Problem to work on
Your task is to copy every line of the entries that contains "tree".

Record extracts
● ● ●

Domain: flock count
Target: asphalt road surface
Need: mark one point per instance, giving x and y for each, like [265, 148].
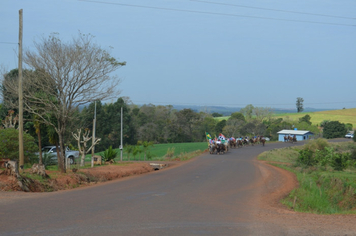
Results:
[209, 195]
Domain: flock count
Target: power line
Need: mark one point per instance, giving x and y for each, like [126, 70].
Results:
[278, 10]
[244, 104]
[8, 43]
[215, 13]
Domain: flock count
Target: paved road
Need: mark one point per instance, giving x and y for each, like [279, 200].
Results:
[210, 195]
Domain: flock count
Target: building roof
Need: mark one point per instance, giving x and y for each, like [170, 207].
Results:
[292, 132]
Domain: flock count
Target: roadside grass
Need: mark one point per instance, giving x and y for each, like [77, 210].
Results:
[158, 152]
[320, 191]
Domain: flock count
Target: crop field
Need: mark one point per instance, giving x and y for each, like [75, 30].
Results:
[158, 151]
[343, 116]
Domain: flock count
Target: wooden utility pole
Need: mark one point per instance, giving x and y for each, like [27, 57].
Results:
[121, 147]
[93, 138]
[21, 146]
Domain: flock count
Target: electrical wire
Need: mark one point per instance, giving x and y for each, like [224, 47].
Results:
[7, 43]
[243, 104]
[277, 10]
[215, 13]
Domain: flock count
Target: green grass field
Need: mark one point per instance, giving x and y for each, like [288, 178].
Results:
[158, 151]
[320, 191]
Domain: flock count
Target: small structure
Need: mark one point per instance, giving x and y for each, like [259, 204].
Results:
[301, 135]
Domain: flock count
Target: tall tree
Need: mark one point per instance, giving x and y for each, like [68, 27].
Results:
[69, 75]
[247, 111]
[334, 129]
[306, 119]
[299, 104]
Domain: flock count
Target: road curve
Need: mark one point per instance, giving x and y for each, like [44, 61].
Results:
[210, 195]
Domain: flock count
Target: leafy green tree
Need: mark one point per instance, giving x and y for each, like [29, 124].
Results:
[129, 149]
[215, 114]
[306, 119]
[299, 104]
[238, 116]
[109, 154]
[247, 111]
[334, 129]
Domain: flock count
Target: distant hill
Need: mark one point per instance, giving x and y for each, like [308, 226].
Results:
[343, 116]
[226, 111]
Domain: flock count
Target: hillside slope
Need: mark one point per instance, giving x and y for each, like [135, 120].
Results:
[343, 116]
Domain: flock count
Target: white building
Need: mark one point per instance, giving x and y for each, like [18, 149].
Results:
[301, 135]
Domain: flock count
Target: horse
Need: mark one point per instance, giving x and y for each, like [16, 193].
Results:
[212, 148]
[262, 140]
[232, 143]
[220, 148]
[239, 143]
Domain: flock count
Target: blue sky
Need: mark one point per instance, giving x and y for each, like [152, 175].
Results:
[227, 56]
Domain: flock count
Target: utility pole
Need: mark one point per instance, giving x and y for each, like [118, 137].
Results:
[21, 148]
[121, 147]
[93, 138]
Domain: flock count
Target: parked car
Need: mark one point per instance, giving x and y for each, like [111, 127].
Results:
[52, 150]
[349, 135]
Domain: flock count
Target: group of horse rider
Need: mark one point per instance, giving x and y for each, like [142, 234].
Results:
[290, 138]
[221, 145]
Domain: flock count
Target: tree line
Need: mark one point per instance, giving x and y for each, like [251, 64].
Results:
[61, 77]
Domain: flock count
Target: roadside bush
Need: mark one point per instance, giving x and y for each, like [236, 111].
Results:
[334, 129]
[340, 161]
[170, 152]
[109, 154]
[317, 144]
[306, 158]
[9, 144]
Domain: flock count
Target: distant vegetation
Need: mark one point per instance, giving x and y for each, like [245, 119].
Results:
[344, 116]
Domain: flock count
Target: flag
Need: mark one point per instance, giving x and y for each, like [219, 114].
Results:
[221, 137]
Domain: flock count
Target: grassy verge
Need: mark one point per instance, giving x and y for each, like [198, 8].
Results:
[321, 190]
[161, 152]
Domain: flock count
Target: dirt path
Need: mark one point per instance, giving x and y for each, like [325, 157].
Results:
[277, 184]
[271, 217]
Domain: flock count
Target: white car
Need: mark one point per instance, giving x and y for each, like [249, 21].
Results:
[51, 150]
[349, 135]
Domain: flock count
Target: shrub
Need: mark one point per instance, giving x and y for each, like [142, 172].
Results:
[109, 154]
[9, 144]
[317, 144]
[170, 152]
[334, 129]
[340, 161]
[306, 158]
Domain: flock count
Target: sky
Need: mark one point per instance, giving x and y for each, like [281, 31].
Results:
[208, 53]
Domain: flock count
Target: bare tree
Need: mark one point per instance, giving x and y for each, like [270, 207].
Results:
[66, 76]
[232, 127]
[83, 148]
[299, 104]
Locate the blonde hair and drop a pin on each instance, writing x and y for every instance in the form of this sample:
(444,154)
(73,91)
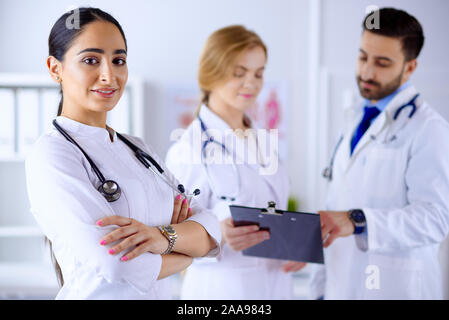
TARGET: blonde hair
(219,54)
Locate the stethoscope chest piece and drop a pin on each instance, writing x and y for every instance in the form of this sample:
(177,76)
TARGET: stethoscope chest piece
(110,190)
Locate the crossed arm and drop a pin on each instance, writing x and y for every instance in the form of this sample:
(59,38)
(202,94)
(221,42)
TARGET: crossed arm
(136,238)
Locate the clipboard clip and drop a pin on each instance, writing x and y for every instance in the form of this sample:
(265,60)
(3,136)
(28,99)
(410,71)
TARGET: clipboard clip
(271,209)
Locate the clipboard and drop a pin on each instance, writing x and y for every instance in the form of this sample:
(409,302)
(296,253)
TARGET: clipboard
(294,236)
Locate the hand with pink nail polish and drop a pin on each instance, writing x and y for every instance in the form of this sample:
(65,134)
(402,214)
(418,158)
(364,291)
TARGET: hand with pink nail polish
(181,210)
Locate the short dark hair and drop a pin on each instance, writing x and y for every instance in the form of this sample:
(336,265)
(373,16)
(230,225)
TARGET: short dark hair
(398,24)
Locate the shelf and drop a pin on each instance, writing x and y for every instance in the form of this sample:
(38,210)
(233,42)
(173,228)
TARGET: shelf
(27,280)
(12,158)
(20,231)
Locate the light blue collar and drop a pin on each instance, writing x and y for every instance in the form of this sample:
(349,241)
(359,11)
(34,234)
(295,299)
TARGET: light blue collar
(383,103)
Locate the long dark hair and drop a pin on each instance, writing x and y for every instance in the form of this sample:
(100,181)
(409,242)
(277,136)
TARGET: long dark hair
(64,32)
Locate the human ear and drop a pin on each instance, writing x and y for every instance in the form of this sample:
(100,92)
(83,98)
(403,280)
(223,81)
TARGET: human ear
(54,68)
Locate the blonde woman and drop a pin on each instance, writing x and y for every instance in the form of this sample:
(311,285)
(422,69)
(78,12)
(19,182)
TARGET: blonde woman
(230,76)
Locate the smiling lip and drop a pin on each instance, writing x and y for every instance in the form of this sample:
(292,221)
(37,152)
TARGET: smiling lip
(105,93)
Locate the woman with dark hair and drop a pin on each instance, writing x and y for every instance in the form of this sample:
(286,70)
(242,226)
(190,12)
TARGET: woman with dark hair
(110,244)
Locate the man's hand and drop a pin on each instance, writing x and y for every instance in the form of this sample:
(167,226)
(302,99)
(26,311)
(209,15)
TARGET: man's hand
(335,224)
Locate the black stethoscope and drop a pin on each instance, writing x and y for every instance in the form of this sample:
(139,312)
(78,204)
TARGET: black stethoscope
(328,171)
(109,188)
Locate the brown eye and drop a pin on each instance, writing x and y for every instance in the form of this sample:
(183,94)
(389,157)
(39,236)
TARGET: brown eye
(90,61)
(119,61)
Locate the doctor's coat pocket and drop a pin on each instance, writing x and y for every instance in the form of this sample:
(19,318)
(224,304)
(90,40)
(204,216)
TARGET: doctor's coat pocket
(390,277)
(384,171)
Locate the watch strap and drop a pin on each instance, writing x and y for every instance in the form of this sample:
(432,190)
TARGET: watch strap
(170,237)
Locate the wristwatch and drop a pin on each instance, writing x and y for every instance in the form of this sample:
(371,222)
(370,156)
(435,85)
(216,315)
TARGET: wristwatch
(358,219)
(171,235)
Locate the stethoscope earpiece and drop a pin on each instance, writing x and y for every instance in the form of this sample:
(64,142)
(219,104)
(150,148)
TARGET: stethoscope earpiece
(109,188)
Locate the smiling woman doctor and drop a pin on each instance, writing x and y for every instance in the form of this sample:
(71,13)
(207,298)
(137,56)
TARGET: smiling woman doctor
(70,169)
(231,77)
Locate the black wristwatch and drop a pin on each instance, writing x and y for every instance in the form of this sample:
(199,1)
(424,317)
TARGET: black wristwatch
(358,219)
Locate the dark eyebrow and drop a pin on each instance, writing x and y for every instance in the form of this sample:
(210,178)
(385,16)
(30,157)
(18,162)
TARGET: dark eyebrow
(377,57)
(242,67)
(101,51)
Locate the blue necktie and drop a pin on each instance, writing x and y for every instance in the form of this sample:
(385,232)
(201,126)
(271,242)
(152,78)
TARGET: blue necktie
(370,114)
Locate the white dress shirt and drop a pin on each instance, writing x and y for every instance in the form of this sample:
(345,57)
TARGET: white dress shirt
(62,188)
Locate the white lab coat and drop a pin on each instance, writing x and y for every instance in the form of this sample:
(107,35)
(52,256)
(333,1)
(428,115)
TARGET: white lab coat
(402,186)
(62,188)
(231,275)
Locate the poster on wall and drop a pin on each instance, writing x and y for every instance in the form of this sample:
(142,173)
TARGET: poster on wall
(269,111)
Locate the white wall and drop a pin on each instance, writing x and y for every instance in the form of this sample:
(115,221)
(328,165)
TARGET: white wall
(165,39)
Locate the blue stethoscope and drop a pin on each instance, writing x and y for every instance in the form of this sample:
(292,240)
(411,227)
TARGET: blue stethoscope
(109,188)
(328,171)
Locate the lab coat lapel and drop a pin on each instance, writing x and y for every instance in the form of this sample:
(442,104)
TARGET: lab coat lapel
(374,130)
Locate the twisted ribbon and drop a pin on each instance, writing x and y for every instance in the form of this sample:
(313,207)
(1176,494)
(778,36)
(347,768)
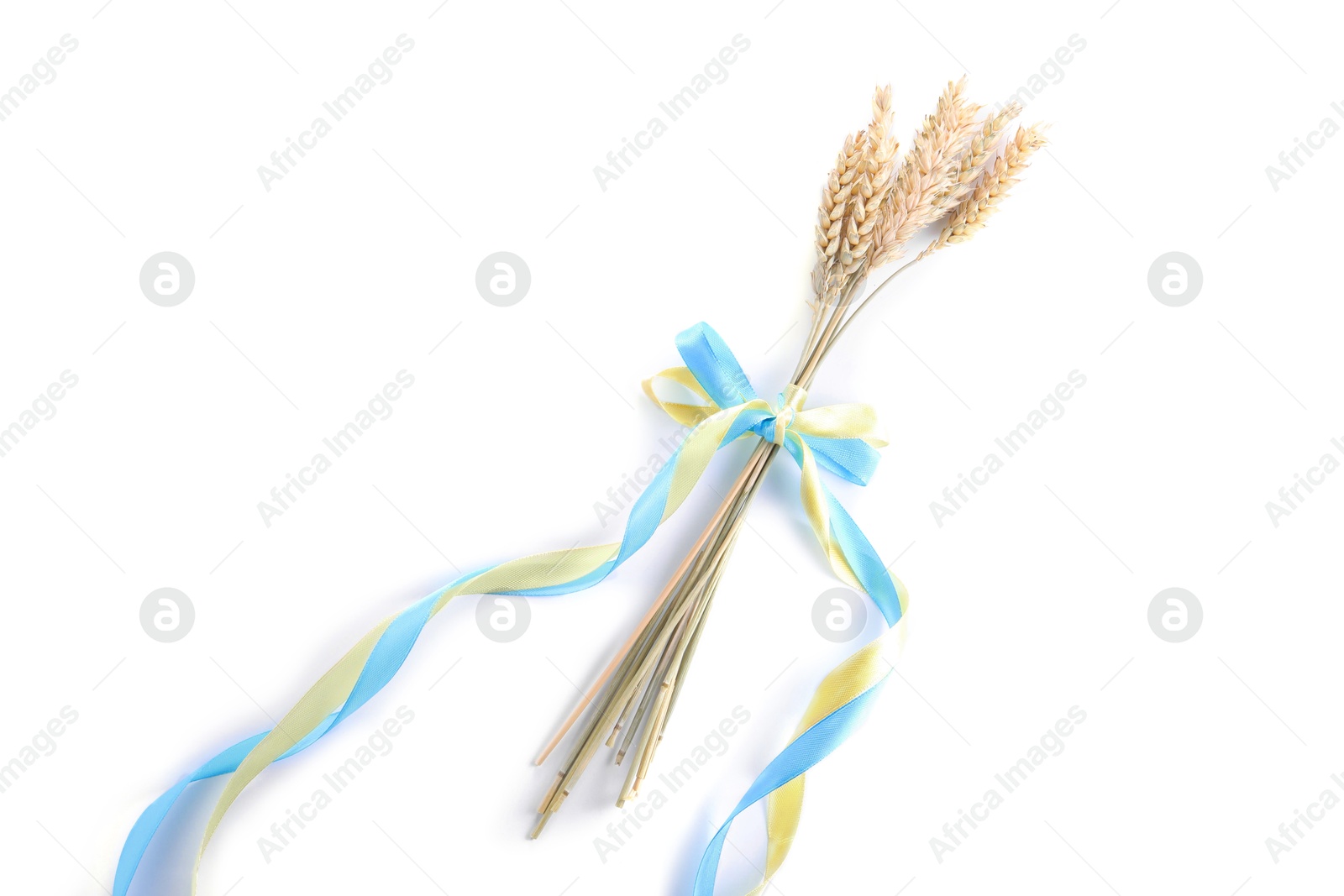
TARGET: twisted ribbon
(839,438)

● ● ●

Result
Target: tall tree
Target: leafy green tree
Target: tree line
Target: bare tree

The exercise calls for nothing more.